[Extract to read — start]

Speaker 1:That expresses uncertainty, and and it's uncertainty and it's an alternative way to invest it puts the odds in your favor over the long run. Another good point is, prior to this last decade, equal weighting had outperformed cap weighting over every single rolling decade, every single one. It's only the last 10 to like 12 years when we've been in this sort of momentum machine driven by a number of things passive, all the stimulus, what have you but equal weighting was always the way to go. The one exception is right now or recently, and so the question is are you going to bet against history, or are you going to bet on uncertainty and history?
Speaker 2:Yeah, and I wanted to talk a little bit about RSP. That's some P500s equal weight ETF. It's popular for investors looking to hedge against cap weighting. How does running Oaks portfolio compare to RSP?
Speaker 1:Yeah, rsp is an excellent way to diversify from cap weighting. It's a good way to express uncertainty. The problem is does anyone believe that all 500 companies in the S&P are created equally and that they're all attractive? I don't. I think that some are probably better investments and better companies than others. If you feel that way, then RRSP, while it's better than some alternatives, is incomplete. You know, at its heart, the simplicity of our strategy is we help clients focus on traits or qualities that you know are desirable. They're clearly desirable, such as, again, maximizing earnings growth, avoiding overvalued companies or, ideally, investing in undervalued companies, investing in profitability, because making money is certainly a good thing there's no argument in that and maybe more importantly than what we help clients invest in is what we help them avoid, especially right now. So we help companies, we help investors avoid companies that are unprofitable. We help our investors avoid companies that are wildly overvalued. Right now, the top 10 holdings in the S&P, the forward P is, I think, 20% higher than the forward P of the top 10 in the tech bubble. I mean, we thought the tech bubble, I thought we would never see anything like the tech bubble again, at least not for a while. But here we are and maybe it continues, maybe it doesn't, but we help clients hedge against that and invest away from overvalued companies. We also help clients invest away from companies that have too much debt.
Speaker 1:As individuals, we know that if we take on too much debt, it's not going to be good. We've all probably made that mistake and regret that, and companies over the last decade have taken on more debt than any time in history, no matter how you measure it. And they didn't do it to build better companies that will be more profitable and that will be able to pay that interest and then pay that principal down and then deliver profits on top of that. They didn't do that. That's what they did in the past. In the last decade they did not because interest rates were so low. Instead, they mortgaged their futures to buy back stock.
Speaker 1:Buying back stock has some benefits as far as kind of shrinking share count, which, at least for those who are still invested, increases earnings per share. But you're adding a lot of risk, and now interest rates are a lot higher. So it was one thing to take on a bunch of debt when interest rates were lower. They're now higher and at some point companies have to refinance. That's the way debt works. Lenders only lend money for a certain period of time and then you got to go back to the table. These companies are going to have to go back to the table. Interest rates are higher.

[Extract to read — finish]
[Record extracts — start]

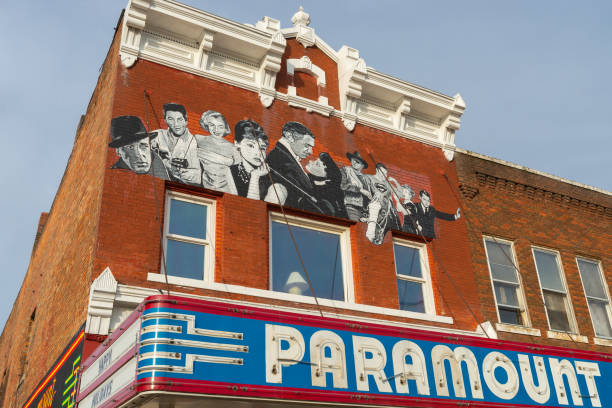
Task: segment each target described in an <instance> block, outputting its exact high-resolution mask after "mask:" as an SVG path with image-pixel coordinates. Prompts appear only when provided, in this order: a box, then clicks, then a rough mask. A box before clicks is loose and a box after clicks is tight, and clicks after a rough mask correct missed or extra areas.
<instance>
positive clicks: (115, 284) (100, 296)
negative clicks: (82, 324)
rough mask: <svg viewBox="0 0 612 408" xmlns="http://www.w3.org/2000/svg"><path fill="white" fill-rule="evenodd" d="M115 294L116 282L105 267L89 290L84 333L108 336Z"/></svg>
mask: <svg viewBox="0 0 612 408" xmlns="http://www.w3.org/2000/svg"><path fill="white" fill-rule="evenodd" d="M116 294H117V281H116V280H115V277H114V276H113V273H112V272H111V270H110V268H108V267H107V268H106V269H104V271H102V273H101V274H100V275H99V276H98V277H97V278H96V279H95V280H94V281H93V283H92V284H91V286H90V288H89V304H88V306H87V322H86V324H85V333H91V334H101V335H107V334H108V330H109V327H110V321H111V316H112V314H113V308H114V303H115V296H116Z"/></svg>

[Record extracts — finish]

[Directive A]:
Answer these questions about the equal-weighting transcript:
(i) Before the last decade, over which periods had equal weighting outperformed cap weighting?
(ii) How much higher does the speaker think the forward P of today's top 10 S&P holdings is than that of the top 10 in the tech bubble?
(iii) What does the speaker say companies took on debt to do in the last decade?
[Directive B]:
Extend the equal-weighting transcript, picking up right after its final sentence.
The rows have no connection to the equal-weighting transcript.

[Answer A]:
(i) Every single rolling decade.
(ii) About 20% higher.
(iii) To buy back stock.

[Answer B]:
Speaker 1:If they roll that debt into higher interest rate debt, it's going to hurt profitability. If it hurts profitability generally, growth and profitability is an argument for higher PEs. That could bring down valuations. That won't be good. But the other thing is, as people we tend to swing from one extreme to another and again, in the last decade companies took on more debt than any time in history just to buy back stock. There's a good chance you see the opposite and companies have to sell stock to buy debt, which is not good for equity holders. So again, to kind of wrap all of that up, rsp is a great investment certainly relative, in my opinion, in the longterm versus cap weighted and S and P a 500, but are all 500 companies in there creatively? Are, or would you rather invest in desirable ones versus less desirable ones? That's what we help, help clients do, uh, and we do it in very simple, obvious manners avoiding companies with too much debt, avoiding companies that are overvalued and should go down, and so it's basically just a more thoughtful RRSP.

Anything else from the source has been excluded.